Exercise set:
**a)** Write out the passage of the interview with Tori Murden McClure from "Photos provided by: Tori" to "Atlantic ocean crossing?", swapping "chaplain" for "minister".
**b)** Carry on the interview with Tori Murden McClure from its last line.

Document excerpt:
By: Kevin Murphy Wilson

Photos provided by: Tori Murden McClure



We recently caught up with Tori Murden McClure, a local hero known for her many challenging roles: chaplain, lawyer, and university administrator among them. McClure ultimately secured her place in history (as evidenced by her popular exhibit in Louisville’s Frazier History Museum) with her daring escapades as an athlete and adventurer. She insists that, in spite of all the danger, these experiences were really all about reminding herself (and the rest of us) that “love and friendship are the things that make our humanity bearable.”


How in the world did you prepare yourself for scaling Lewis Nunatuck summit in Antarctica or your epic and now legendary Atlantic ocean crossing?


“I was in Divinity School, at Harvard, when I decided to ski across Antarctica to the geographic South Pole. I trained on roller skis, skiing about 20-miles a day on the bicycle paths along the Charles River.”


“In 1992, I tried out for the US Olympic Team as a rower. I did not make the team. I was too slow. I had an automobile accident on the way to the Olympic Trials, broke two ribs, and chipped my tibia, but I would have been too slow even without the accident. I was not fast enough to race at the Olympics, but I could go forever. I just picked a longer racecourse.”


Were there any particularly harrowing moments when you thought, “How did I get myself into this?” during your many adventures?

Given information:
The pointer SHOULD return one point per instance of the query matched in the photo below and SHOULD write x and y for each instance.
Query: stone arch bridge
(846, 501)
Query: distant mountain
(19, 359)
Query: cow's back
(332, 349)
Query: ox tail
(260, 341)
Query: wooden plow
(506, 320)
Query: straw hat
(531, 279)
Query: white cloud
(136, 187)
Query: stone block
==
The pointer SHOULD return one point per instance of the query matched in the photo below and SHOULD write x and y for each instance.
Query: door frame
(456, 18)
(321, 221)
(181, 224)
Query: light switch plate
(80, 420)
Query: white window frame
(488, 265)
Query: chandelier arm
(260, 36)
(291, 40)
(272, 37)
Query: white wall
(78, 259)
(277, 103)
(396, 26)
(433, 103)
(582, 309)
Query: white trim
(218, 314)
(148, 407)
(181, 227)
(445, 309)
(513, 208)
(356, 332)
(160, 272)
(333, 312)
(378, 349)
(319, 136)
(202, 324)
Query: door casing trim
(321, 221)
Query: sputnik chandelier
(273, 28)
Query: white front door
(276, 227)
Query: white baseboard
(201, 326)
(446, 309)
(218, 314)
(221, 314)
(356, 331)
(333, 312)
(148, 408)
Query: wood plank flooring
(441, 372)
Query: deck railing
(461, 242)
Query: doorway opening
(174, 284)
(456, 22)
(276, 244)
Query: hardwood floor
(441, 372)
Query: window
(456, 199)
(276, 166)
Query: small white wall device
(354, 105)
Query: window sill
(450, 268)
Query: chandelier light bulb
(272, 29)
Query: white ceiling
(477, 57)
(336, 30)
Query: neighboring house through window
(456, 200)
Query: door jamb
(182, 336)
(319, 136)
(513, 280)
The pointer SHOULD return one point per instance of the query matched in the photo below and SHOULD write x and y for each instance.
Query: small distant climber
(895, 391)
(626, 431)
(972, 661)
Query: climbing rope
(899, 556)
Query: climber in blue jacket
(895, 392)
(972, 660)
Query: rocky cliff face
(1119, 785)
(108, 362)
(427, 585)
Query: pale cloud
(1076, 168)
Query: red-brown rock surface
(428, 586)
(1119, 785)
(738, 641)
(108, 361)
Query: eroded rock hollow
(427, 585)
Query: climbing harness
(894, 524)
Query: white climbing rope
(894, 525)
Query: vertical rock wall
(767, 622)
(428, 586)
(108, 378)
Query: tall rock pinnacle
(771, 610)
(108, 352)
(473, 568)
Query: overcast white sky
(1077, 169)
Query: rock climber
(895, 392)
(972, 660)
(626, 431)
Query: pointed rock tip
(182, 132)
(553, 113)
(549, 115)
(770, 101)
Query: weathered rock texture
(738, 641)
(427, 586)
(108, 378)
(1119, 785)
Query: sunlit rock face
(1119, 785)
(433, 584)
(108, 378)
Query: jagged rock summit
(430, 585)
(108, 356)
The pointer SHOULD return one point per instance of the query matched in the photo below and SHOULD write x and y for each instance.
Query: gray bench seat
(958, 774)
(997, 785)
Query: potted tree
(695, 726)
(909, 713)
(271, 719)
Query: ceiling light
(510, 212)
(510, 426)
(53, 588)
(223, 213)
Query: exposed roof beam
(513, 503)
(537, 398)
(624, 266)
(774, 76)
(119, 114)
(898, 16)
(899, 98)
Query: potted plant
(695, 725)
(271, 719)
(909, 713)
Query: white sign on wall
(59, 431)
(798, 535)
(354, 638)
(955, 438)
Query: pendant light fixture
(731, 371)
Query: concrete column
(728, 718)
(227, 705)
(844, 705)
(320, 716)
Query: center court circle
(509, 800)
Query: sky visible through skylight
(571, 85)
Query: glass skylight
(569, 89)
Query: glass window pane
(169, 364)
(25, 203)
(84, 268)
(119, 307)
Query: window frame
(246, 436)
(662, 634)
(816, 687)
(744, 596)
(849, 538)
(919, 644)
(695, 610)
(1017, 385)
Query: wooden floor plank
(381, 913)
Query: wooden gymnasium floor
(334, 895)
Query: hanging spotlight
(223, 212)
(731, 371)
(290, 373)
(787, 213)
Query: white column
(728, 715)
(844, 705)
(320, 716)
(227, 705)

Answers:
**a)**
Photos provided by: Tori Murden McClure



We recently caught up with Tori Murden McClure, a local hero known for her many challenging roles: minister, lawyer, and university administrator among them. McClure ultimately secured her place in history (as evidenced by her popular exhibit in Louisville’s Frazier History Museum) with her daring escapades as an athlete and adventurer. She insists that, in spite of all the danger, these experiences were really all about reminding herself (and the rest of us) that “love and friendship are the things that make our humanity bearable.”


How in the world did you prepare yourself for scaling Lewis Nunatuck summit in Antarctica or your epic and now legendary Atlantic ocean crossing?

**b)**
“There have been dozens of harrowing moments. The most life-threatening was tossing through Hurricane Danielle in a 23-foot rowboat.”


Was your connection with Muhammad Ali an impactful one for you personally?


“I do not know anyone who spent significant time with Muhammad Ali who was not changed by the experience. After Hurricane Danielle, Muhammad asked me, ‘Were there times [out on the ocean], when you wondered, why am I here?’ I answered, ‘Were there times in the boxing ring when you wondered, why am I here?’ Muhammad just laughed. We both laughed. ‘Why am I here?’ is a close cousin to ‘How did I get myself into this?’”


As someone still very much alive and well and active, did it seem somewhat surreal to be included in the Frazier History Museum?


“Yes, it is surreal. Almost as surreal as watching a musical based on one’s life. Two amazingly gifted artists, Dawn Landes and Daniel Goldstein, wrote a musical based on my book, A Pearl in the Storm. The show is titled, ‘Row.’ It is smart, funny, and extraordinarily faithful to my book. There have been moments, in this past year, when I wanted to vent my temper. What stops me is that I do not want to do anything that might bring shame to the writers of ‘Row.’ They have worked too hard for me to give into being small.


Spalding University has been greatly reinvigorated since you first took the helm of that historic institution. What comes next for you now that your time as President is winding down?


“I am proud of the twenty-five years I have spent in service to Spalding University, fourteen as the President. I am not sure what is next. There are some short-term ambitions: build a small sailboat and learn how to sail it. I would like to learn how to weld. I expect that in a few short months, I will be looking for another challenging job. I am a firm believer in the Biblical passage from Luke, ‘To whom much is given, much shall be expected.’ I think I am still searching for ways to improve our community, and I like to think I will not stop.”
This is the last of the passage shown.